Diese grenzenlose, abgrundtiefe Naivität der "Verratenen Verräter" von Weizsäcker, Beck, von Witzleben, war es, die es der britischen Politik und den hinter ihr stehenden Kreisen so leicht ermöglichte, 1938/39 die Bestrebungen des deutschen Widerstandes auszutricksen und zu verschaukeln. Nein, mit so viel Naivität konnte man den Ausbruch des Zweiten Weltkrieges nicht verhindern. - Und wie wir gelernt haben, gibt es seither in den Eliten der westlichen Welt gegenüber Kriegsbestrebungen noch viel weniger "Widerstand" als jenen der "Verratenen Verräter" der Jahre 1938 und 1939.

Der General Ludwig Beck hatte sich mindestens über ein Jahr hinweg intensivst auch mit der Hintergrundpolitik-Kritik des Generals Erich Ludendorff auseinandergesetzt. Und hatte doch offenbar so gut wie nichts daraus gelernt, als er 1938 und 1939 ausgerechnet durch das Hoffen auf eine starke Haltung der britischen Politik - "zum rechten Zeitpunkt" - hoffte, Hitler stürzen und den Ausbruch des Krieges verhindern zu können.

Offenbar hat er sich - wie von Weizsäcker - nie klar gemacht, daß man einen solchen Kriegsausbruch gegenüber einem solchen Kriegshetzer wie Hitler ganz ebenso verhindern mußte, wie gegenüber solchen Kriegshetzern wie sie allseits in der britischen Politik spätestens seit 1914 saßen. Und auch gegenüber zahllosen "deutschen Beneschs" in den eigenen Reihen des Widerstandes, die schicksalsgläubig und heuchlerisch den Krieg gerne auch herbeizführen gewillt waren, da man nur durch ihn das Hitler-Regime stürzen könne ...

AUFGABEN →
**a.** Beantworte zum Auszug über den deutschen Widerstand kurz:
(i) Welche drei Namen stehen bei den „Verratenen Verrätern“?
(ii) Mit wessen Kritik an der Hintergrundpolitik hat sich General Ludwig Beck mindestens ein Jahr lang beschäftigt?
(iii) Seit wann saßen laut Text spätestens Kriegshetzer in der britischen Politik?
**b.** Gib aus dem Auszug über den deutschen Widerstand eine Stelle Wort für Wort wieder. Fang bei den Worten "Offenbar hat er" an und hör nach "stürzen könne ..." auf.
**c.** Schreib den Auszug über den deutschen Widerstand nach seinem letzten Satz weiter.
Die Liste ist eigenständiges Material und gehört nicht zum Auszug über den deutschen Widerstand.

Einträge aus einer Sammlung mit Punktmarkierungen
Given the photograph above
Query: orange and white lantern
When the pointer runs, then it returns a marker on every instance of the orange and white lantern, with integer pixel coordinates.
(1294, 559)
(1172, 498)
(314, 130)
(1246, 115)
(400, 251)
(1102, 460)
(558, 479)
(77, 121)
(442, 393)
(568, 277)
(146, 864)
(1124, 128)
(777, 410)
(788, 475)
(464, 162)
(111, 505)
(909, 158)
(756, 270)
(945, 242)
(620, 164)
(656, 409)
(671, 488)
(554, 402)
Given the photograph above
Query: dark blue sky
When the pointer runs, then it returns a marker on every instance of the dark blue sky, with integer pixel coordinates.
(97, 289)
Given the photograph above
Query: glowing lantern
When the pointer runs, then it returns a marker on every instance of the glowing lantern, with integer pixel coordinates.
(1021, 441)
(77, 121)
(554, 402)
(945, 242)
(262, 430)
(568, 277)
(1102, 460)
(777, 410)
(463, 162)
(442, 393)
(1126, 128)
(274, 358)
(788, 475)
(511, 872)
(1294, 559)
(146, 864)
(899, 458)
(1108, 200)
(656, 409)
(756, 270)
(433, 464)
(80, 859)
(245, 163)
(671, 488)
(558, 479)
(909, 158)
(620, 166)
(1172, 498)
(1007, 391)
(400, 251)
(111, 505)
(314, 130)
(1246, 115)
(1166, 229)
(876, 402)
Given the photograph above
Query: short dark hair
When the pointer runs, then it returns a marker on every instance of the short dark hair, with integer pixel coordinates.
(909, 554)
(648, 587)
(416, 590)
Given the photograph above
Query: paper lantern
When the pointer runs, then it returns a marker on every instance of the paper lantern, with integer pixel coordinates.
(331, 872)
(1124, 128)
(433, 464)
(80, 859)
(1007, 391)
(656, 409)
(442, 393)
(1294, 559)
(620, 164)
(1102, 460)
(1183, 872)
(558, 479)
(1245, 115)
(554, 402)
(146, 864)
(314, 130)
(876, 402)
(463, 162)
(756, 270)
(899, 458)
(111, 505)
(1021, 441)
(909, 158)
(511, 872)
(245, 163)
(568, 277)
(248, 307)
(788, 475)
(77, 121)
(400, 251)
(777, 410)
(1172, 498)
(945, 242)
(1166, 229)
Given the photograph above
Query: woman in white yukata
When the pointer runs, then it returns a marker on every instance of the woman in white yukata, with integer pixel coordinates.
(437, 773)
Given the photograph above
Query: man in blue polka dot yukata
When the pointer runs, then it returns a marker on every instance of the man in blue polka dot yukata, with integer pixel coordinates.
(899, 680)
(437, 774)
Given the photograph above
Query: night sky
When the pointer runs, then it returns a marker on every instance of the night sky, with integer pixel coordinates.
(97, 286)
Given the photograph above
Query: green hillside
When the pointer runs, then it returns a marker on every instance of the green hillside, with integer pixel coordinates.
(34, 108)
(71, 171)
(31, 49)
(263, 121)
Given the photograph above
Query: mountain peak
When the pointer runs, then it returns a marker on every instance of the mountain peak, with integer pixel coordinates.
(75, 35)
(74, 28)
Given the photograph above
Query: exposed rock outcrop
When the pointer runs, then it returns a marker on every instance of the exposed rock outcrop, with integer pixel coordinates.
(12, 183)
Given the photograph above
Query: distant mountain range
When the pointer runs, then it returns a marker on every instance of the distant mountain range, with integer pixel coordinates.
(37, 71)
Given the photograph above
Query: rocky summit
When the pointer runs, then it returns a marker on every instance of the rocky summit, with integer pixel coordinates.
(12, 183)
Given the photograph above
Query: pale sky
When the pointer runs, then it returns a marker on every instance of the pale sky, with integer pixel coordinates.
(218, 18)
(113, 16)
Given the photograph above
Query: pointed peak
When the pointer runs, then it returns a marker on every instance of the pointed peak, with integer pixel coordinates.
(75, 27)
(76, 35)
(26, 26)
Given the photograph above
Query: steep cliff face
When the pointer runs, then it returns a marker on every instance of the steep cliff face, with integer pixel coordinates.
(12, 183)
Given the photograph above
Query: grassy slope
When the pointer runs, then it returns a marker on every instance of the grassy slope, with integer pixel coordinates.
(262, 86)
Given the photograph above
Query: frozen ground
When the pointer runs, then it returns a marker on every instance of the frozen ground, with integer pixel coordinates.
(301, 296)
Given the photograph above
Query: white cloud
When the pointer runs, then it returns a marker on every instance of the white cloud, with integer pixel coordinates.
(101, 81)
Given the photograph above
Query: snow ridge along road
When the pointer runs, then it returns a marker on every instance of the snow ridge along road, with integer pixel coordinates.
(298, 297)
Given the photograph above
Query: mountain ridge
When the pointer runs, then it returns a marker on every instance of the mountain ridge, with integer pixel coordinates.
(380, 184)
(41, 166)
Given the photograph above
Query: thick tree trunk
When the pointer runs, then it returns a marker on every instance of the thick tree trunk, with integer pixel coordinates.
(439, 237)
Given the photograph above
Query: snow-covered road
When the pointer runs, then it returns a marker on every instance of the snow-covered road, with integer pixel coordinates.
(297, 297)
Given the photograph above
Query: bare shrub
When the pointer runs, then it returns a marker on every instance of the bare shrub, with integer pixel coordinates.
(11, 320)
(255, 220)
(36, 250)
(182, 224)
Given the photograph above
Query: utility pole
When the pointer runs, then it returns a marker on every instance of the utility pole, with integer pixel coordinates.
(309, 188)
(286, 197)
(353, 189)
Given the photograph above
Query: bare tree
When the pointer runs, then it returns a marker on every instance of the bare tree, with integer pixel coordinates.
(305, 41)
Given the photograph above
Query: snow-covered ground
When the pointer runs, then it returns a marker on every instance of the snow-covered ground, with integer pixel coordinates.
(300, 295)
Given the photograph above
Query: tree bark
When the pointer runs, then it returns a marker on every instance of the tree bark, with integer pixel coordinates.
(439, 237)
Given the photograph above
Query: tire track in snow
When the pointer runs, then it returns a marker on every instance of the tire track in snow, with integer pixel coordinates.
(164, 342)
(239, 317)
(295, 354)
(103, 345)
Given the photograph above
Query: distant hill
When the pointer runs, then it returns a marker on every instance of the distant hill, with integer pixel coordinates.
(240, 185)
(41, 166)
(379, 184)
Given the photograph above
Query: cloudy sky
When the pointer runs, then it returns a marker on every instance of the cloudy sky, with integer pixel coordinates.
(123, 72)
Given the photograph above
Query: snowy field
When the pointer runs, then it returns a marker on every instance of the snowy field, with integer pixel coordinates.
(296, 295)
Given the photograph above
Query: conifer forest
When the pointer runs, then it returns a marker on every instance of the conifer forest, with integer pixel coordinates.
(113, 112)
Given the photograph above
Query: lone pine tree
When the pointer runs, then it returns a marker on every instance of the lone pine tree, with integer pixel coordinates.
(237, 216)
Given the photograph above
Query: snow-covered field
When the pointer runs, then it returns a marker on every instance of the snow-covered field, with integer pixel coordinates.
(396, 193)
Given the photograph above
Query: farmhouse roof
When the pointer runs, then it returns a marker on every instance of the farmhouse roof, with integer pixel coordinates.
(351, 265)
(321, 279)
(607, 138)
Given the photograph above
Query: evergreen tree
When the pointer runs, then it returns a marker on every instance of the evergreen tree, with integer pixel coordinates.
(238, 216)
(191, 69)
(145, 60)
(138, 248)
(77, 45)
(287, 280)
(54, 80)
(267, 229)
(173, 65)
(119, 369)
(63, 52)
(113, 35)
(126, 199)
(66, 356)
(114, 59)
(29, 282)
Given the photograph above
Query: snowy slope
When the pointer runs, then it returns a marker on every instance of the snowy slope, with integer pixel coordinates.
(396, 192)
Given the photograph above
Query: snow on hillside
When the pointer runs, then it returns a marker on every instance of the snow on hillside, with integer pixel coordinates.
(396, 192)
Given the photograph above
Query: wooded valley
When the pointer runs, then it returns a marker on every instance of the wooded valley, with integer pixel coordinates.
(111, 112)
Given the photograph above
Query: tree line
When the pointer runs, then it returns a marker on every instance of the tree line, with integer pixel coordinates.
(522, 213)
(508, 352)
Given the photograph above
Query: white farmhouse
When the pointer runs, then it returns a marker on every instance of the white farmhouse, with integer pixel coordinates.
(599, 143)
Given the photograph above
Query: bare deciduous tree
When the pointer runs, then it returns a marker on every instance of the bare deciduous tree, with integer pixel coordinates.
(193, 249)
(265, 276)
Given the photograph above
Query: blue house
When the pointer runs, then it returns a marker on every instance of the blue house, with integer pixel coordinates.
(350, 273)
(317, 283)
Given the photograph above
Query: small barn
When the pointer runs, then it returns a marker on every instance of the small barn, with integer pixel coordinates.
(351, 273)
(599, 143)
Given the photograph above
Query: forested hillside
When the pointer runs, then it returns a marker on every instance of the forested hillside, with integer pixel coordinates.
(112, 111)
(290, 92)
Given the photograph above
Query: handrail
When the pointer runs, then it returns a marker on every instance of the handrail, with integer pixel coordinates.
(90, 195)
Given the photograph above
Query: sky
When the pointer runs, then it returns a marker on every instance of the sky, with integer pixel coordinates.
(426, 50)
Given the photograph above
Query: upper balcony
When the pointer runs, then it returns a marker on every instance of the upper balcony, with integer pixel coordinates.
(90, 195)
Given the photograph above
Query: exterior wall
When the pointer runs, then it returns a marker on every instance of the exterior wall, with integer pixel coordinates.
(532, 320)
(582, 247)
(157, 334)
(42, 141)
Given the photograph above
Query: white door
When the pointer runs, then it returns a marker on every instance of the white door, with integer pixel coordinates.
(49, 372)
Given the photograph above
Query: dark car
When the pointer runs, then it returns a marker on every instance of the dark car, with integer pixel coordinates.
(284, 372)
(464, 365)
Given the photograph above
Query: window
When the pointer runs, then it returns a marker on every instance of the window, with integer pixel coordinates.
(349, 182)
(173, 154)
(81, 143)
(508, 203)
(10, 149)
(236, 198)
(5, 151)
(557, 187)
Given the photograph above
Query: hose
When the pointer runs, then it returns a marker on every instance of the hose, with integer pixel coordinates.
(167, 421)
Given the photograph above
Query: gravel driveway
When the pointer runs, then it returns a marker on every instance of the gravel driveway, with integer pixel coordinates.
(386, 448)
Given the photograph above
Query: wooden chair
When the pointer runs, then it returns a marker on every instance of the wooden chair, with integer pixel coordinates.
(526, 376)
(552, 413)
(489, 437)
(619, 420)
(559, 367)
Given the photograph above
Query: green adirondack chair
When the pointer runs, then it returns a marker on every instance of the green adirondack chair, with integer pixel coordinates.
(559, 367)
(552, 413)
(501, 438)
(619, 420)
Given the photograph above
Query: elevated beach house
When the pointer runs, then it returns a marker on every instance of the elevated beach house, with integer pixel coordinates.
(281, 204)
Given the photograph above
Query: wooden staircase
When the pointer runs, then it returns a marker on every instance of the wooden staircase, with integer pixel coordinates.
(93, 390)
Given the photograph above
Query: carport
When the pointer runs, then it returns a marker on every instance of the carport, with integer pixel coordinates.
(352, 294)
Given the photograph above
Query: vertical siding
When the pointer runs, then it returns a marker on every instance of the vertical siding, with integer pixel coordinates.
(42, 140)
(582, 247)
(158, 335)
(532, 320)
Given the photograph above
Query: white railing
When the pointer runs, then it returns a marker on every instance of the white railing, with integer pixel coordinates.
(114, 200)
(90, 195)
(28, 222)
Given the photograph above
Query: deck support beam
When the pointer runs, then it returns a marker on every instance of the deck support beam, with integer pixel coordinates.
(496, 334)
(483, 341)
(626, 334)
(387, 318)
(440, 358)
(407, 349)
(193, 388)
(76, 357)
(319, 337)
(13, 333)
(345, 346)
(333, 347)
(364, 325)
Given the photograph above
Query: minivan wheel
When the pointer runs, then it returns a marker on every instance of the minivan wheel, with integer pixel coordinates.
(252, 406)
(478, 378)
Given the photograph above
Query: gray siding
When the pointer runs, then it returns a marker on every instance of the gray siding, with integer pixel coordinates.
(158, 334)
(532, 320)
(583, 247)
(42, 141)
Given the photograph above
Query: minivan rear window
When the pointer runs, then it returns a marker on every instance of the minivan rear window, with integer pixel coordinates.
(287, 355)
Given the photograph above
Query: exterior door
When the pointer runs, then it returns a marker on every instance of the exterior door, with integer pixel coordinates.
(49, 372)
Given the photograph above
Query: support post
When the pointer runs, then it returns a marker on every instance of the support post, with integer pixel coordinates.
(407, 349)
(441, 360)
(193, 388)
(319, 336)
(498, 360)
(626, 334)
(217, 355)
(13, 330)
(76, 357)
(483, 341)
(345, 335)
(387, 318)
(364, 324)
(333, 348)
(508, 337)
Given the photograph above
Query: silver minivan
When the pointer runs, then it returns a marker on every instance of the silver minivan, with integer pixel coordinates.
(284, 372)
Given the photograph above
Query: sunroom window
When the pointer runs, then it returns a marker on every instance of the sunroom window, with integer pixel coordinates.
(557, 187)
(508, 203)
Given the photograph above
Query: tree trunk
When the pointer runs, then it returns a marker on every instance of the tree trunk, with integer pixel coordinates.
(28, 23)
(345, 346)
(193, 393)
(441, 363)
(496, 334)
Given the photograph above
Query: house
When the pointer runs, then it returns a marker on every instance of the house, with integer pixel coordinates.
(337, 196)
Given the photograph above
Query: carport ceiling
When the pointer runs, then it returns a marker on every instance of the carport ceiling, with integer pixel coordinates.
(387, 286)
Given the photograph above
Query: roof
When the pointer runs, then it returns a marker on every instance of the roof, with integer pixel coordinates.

LÖSUNGEN JE AUFGABE →
**a.**
(i) Weizsäcker, Beck und von Witzleben
(ii) mit der Kritik des Generals Erich Ludendorff
(iii) seit 1914

**b.**
Offenbar hat er sich - wie von Weizsäcker - nie klar gemacht, daß man einen solchen Kriegsausbruch gegenüber einem solchen Kriegshetzer wie Hitler ganz ebenso verhindern mußte, wie gegenüber solchen Kriegshetzern wie sie allseits in der britischen Politik spätestens seit 1914 saßen. Und auch gegenüber zahllosen "deutschen Beneschs" in den eigenen Reihen des Widerstandes, die schicksalsgläubig und heuchlerisch den Krieg gerne auch herbeizführen gewillt waren, da man nur durch ihn das Hitler-Regime stürzen könne ...

**c.**
Ehrliche, gutmeinende deutsche Patrioten einerseits - deutsche "Beneschs" andererseits

Und welche Motive hatten nun all jene, die in "Verrat an der Ostfront" (2) an den Pranger gestellt werden? Der Generalquartiermeister Eduard Wagner (1894-1944) (Wiki) etwa? Kann man so viel dort geschilderte Sabotage gegenüber der Kriegführung im Osten aus bloßer Naivität heraus tun? Man hat kaum den Eindruck, daß die in diesem Buch immer wiederkehrenden Personen gutmeinende aber naive Patrioten waren (wie etwa von Weizsäcker, Beck, von Witzleben oder auch Franz Halder), und daß sie die deutsche Kriegsführung im Osten schwächten und sabotierten, weil sie glaubten, dadurch ausgerechnet - und nur - das Hitler-Regime stürzen zu können. Das Hitler-Regime stürzen, indem man der Roten Armee den Weg bereitet? So viel Naivität kann man diesen Leuten nicht zutrauen. Wo - beispielsweise - Eduard Wagner selbst 1919 an der Niederschlagung der bayerischen Sowjetrepublik beteiligt war. (Wie so viele übrigens, die dann als "Nationalbolschewisten" schon wenige Jahre später die Sowjetunion auch in politisch rechtsstehenden Kreisen glorifizierten - man denke an Friedrich Hielscher.)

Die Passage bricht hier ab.